- **TASK REQUIREMENTS**: In the data that follows, how many lines include the string "track"? Answer with the number alone.

- **Point localization data**:
Segment Open

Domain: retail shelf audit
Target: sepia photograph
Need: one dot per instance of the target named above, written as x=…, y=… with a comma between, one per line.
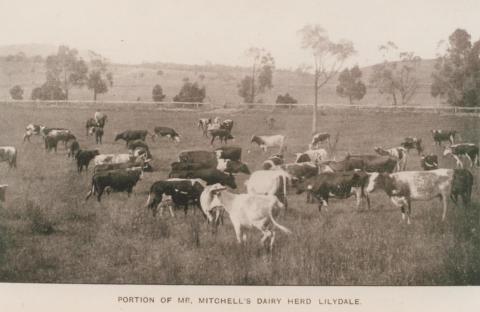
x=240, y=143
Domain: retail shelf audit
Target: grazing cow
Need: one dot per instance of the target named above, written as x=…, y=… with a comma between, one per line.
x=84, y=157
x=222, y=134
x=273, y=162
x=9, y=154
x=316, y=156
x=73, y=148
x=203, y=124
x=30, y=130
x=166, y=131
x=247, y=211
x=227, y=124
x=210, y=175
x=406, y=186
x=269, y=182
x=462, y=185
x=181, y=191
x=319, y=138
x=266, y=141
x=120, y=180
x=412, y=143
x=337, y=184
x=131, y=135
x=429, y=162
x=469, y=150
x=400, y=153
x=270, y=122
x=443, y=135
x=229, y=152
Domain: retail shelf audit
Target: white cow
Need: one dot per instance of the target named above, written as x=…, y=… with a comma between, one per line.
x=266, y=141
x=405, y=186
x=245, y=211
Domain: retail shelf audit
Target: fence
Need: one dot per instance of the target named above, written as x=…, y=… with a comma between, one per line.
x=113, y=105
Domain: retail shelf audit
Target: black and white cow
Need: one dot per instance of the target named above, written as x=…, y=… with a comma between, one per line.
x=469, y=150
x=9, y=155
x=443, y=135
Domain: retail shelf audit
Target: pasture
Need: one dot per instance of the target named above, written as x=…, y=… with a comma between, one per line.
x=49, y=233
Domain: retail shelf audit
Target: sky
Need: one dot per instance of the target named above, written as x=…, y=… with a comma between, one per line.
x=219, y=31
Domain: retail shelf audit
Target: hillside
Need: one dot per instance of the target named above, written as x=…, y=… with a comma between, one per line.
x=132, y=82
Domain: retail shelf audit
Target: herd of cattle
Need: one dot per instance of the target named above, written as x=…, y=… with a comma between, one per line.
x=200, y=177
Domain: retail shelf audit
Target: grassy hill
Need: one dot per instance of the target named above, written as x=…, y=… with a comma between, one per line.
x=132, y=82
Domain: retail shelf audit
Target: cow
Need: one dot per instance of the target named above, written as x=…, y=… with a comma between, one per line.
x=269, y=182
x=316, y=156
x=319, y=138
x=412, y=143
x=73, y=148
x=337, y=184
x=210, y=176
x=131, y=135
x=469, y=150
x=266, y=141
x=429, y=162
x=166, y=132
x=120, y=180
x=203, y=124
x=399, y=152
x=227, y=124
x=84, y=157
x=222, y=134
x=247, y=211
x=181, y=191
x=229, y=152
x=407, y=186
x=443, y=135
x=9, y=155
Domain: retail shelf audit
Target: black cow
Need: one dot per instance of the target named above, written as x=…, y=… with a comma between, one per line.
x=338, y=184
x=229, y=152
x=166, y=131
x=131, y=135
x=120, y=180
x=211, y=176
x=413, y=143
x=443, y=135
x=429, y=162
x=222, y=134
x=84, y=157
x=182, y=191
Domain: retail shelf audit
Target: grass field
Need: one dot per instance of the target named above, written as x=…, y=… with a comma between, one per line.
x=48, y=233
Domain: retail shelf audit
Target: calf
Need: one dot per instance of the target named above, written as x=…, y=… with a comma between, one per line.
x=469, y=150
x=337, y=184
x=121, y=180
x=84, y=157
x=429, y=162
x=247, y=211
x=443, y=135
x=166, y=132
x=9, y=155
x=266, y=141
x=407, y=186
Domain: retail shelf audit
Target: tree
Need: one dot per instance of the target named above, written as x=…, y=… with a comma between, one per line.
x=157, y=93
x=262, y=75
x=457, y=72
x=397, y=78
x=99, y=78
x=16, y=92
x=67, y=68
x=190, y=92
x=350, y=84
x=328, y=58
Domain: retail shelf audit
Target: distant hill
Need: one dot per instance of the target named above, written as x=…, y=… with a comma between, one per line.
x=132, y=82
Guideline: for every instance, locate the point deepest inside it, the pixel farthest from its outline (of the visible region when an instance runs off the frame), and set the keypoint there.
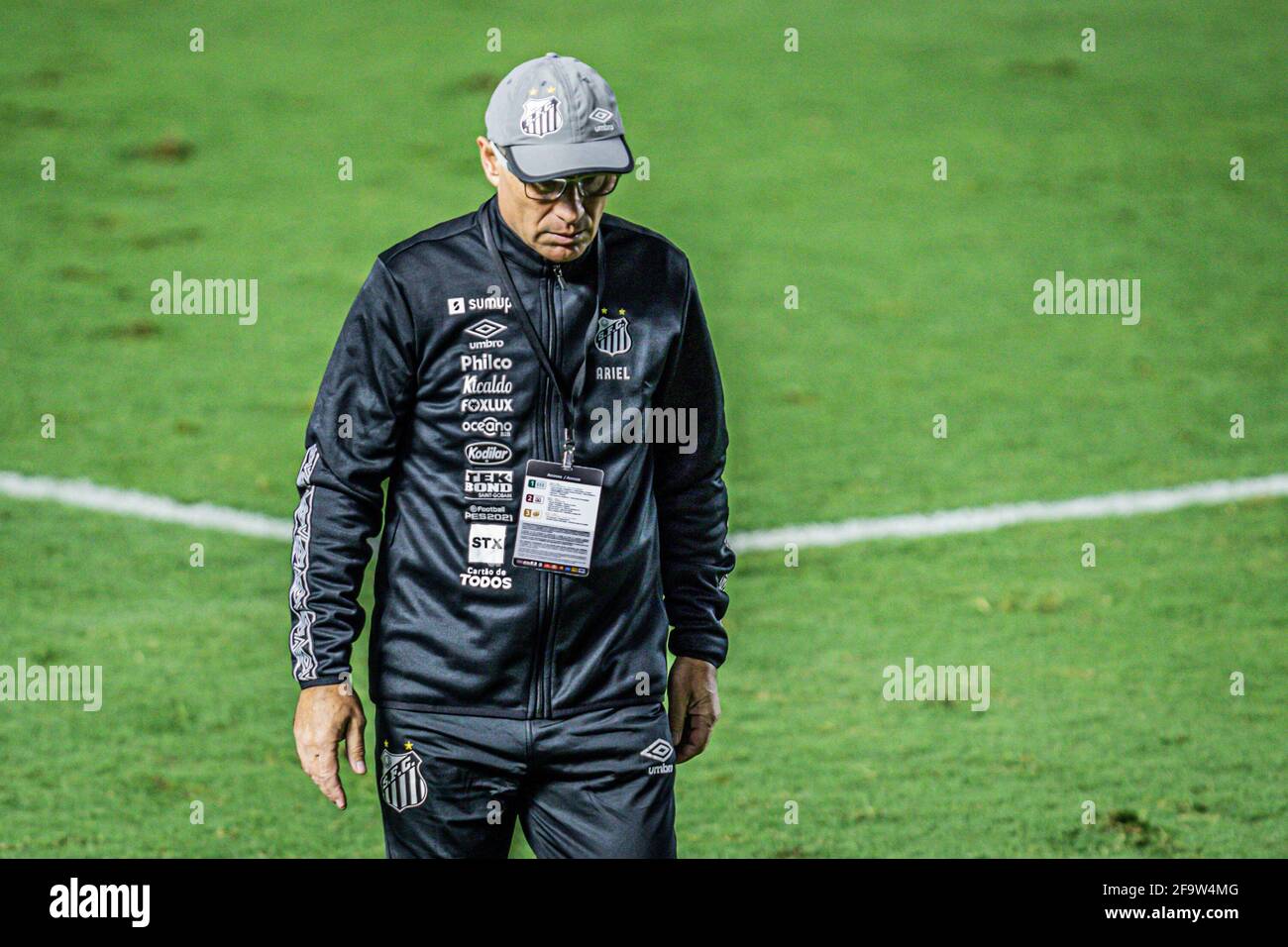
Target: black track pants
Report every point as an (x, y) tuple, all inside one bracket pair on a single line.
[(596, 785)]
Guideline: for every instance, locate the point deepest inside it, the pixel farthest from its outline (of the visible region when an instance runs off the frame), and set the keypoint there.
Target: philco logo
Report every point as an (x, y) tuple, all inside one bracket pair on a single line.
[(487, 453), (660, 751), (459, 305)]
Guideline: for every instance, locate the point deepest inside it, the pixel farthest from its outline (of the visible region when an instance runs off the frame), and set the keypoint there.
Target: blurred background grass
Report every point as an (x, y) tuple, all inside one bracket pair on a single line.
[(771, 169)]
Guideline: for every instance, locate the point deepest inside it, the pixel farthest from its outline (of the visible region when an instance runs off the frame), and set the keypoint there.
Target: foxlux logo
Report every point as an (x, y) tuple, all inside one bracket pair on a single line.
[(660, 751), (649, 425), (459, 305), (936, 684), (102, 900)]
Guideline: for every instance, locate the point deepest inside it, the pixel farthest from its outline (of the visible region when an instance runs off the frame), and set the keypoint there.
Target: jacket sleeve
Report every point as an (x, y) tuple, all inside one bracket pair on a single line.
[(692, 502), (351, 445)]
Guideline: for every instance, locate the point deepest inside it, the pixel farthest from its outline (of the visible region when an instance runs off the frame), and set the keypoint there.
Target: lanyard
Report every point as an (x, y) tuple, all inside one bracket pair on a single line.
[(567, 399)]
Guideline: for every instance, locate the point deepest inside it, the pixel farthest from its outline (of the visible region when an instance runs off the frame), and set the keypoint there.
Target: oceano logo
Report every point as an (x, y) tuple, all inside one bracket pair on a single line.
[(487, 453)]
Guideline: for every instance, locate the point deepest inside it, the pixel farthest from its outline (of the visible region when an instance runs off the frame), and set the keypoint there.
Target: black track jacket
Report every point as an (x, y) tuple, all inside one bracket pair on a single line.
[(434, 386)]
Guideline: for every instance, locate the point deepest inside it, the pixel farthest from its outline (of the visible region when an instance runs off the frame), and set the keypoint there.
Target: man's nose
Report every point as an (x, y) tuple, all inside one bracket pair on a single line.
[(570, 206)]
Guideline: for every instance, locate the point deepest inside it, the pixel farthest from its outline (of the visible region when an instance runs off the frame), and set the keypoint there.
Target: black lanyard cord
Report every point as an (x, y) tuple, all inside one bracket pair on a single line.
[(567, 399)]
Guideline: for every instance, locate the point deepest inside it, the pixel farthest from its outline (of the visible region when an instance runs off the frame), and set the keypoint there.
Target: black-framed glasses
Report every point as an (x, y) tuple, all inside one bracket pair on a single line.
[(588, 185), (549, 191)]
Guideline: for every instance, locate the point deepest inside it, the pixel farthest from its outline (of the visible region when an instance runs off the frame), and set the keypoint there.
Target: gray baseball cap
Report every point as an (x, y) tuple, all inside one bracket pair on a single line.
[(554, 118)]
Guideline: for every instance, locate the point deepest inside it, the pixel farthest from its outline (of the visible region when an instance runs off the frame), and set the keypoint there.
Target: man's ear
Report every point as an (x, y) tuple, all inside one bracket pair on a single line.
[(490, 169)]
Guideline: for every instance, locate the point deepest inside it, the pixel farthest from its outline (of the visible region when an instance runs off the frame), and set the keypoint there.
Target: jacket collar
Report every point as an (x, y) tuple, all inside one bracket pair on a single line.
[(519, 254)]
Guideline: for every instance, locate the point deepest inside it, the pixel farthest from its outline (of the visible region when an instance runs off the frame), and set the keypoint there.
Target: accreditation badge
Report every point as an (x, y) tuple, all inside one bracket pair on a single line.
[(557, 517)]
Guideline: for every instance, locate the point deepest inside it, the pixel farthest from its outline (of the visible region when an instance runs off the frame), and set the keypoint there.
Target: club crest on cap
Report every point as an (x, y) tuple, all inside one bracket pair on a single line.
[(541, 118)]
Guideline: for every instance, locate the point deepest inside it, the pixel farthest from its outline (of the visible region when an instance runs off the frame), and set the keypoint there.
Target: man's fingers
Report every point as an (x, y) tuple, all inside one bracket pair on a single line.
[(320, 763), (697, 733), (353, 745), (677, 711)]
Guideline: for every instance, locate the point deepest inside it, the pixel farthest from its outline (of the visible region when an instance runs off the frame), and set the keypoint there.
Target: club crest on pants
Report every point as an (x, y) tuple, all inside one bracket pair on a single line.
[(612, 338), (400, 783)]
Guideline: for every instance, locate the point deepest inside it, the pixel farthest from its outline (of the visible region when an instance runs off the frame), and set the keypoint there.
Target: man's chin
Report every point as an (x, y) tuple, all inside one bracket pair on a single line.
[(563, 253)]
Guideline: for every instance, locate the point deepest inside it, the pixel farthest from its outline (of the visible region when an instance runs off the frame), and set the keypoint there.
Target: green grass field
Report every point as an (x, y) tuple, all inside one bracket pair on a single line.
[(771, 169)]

Segment Closed

- **REPLY TO THE TASK**: 2